Text block
Treasurer of South Carolina
- In office 2007–2011
- Governor: Mark Sanford
- Preceded by: Thomas Ravenel
- Succeeded by: Curtis Loftis

Member of the South Carolina House of Representatives from the 94th district
- In office 1996–2006
- Preceded by: Heyward Hutson
- Succeeded by: Heyward Hutson

Personal details
- Born: Converse Alvah Chellis III August 10, 1943 Summerville, South Carolina, U.S.
- Died: June 14, 2026 (aged 82)
- Party: Republican
- Children: 2, including Con
- Education: The Citadel (BS)

Military service
- Branch/service: United States Air Force
- Rank: Captain

= Converse Chellis =

American politician (1943–2026)

Converse Alvah Chellis III (August 10, 1943 – June 14, 2026) was an American politician and accountant who served as the Treasurer of South Carolina and as a member of the South Carolina House of Representatives from 1996 to 2006.

== Early life and education ==
Chellis was born and raised in Summerville, South Carolina. He earned a Bachelor of Science degree from The Citadel and served as a captain in the United States Air Force.

Provided data
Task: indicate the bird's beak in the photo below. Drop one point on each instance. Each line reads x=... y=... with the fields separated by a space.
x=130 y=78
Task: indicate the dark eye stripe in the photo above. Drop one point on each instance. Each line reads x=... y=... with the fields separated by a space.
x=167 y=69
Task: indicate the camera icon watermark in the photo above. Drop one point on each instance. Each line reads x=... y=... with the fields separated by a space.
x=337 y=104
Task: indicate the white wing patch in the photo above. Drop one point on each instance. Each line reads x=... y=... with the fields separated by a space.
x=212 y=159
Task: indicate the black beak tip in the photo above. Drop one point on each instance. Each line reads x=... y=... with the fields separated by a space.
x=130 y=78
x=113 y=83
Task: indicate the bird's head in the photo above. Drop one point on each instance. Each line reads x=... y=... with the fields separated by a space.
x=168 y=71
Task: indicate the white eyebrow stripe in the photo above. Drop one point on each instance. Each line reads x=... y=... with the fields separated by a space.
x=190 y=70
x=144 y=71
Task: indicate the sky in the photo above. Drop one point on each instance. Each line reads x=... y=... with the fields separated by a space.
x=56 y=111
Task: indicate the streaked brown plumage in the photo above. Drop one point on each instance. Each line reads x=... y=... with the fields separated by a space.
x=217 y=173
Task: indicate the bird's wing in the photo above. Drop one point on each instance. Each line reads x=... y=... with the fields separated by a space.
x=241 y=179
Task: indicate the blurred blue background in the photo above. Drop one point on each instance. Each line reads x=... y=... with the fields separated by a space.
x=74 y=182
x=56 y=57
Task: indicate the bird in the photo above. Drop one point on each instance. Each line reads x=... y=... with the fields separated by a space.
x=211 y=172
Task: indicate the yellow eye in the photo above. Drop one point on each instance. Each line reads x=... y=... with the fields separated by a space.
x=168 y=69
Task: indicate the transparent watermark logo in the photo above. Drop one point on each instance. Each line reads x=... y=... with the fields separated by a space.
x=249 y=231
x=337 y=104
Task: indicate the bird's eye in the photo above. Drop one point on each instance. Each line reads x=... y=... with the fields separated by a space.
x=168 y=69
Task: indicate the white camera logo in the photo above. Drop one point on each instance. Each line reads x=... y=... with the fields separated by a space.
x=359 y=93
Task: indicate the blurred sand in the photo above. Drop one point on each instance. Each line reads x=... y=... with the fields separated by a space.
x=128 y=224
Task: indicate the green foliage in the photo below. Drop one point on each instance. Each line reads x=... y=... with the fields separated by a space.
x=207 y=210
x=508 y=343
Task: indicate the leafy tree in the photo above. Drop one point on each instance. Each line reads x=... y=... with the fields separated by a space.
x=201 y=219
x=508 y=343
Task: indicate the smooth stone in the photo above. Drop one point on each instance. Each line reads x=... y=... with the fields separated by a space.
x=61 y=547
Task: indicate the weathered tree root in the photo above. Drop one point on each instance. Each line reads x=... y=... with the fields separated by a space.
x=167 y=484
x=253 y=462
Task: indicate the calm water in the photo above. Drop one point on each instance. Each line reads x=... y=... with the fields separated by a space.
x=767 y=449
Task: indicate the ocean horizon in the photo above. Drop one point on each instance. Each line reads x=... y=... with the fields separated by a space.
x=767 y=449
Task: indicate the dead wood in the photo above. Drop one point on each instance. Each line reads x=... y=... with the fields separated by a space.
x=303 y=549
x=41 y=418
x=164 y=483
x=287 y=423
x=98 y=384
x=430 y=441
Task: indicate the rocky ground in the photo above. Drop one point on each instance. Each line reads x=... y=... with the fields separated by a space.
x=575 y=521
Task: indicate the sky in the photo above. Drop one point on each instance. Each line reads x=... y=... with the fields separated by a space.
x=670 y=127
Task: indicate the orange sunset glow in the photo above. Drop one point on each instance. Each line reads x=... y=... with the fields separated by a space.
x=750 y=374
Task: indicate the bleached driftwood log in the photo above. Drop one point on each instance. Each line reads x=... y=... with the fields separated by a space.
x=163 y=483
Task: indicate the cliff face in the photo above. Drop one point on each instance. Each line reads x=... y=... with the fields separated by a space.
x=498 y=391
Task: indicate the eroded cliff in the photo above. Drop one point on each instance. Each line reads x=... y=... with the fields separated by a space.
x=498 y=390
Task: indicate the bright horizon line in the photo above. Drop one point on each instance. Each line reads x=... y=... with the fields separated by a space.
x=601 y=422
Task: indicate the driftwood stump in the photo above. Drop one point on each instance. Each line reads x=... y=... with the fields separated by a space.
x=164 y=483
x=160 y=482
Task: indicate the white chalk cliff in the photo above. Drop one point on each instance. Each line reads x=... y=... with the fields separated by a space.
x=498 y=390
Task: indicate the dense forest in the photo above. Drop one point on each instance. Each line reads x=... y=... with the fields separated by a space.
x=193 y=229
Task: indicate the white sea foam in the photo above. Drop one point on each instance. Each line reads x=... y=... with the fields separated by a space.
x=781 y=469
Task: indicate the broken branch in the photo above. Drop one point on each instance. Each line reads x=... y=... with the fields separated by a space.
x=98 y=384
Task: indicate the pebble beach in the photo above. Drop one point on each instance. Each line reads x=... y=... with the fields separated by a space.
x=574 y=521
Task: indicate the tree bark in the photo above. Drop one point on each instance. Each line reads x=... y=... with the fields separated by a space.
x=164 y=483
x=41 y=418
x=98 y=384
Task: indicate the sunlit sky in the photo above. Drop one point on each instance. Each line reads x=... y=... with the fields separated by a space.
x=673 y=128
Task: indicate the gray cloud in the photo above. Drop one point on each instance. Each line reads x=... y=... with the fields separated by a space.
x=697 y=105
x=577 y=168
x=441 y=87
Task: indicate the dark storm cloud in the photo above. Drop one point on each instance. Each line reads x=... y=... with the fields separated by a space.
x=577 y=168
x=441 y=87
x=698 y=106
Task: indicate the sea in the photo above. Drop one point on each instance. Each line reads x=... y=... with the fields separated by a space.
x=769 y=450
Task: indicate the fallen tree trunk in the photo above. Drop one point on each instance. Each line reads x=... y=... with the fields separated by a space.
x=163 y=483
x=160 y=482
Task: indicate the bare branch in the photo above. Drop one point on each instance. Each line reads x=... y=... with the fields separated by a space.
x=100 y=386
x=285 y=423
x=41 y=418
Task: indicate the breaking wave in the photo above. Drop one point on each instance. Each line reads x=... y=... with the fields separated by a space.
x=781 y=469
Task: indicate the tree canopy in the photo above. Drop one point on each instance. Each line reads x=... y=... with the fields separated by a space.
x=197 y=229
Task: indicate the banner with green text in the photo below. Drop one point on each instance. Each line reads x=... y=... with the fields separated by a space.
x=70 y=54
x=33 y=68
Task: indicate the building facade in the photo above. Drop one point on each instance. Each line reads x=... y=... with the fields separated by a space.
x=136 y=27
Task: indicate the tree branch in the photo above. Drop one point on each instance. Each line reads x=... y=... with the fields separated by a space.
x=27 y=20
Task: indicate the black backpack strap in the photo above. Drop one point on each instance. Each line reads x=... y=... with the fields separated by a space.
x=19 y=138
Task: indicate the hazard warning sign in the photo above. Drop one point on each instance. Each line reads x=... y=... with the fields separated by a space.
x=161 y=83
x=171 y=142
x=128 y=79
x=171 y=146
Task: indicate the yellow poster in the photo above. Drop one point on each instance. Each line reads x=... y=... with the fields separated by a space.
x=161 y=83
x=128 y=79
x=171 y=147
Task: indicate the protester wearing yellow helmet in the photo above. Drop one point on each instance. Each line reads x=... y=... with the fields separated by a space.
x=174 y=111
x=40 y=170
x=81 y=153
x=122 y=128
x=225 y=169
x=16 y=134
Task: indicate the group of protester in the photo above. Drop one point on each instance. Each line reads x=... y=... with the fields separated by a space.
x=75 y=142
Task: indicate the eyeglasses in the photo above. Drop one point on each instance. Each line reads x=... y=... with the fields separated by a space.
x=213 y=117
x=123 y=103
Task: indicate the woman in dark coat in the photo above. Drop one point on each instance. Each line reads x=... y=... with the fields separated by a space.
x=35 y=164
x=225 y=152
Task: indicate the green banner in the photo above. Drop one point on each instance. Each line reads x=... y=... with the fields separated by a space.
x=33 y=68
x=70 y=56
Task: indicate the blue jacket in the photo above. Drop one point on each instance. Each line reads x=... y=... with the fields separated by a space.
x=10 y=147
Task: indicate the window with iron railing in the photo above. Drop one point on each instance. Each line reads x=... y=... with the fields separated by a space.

What is being asked
Reproduce the passage of the Converse Chellis article between "Member of the South Carolina House of Representatives from the" and "South Carolina, U.S.", inclusive.

Task result
Member of the South Carolina House of Representatives from the 94th district
- In office 1996–2006
- Preceded by: Heyward Hutson
- Succeeded by: Heyward Hutson

Personal details
- Born: Converse Alvah Chellis III August 10, 1943 Summerville, South Carolina, U.S.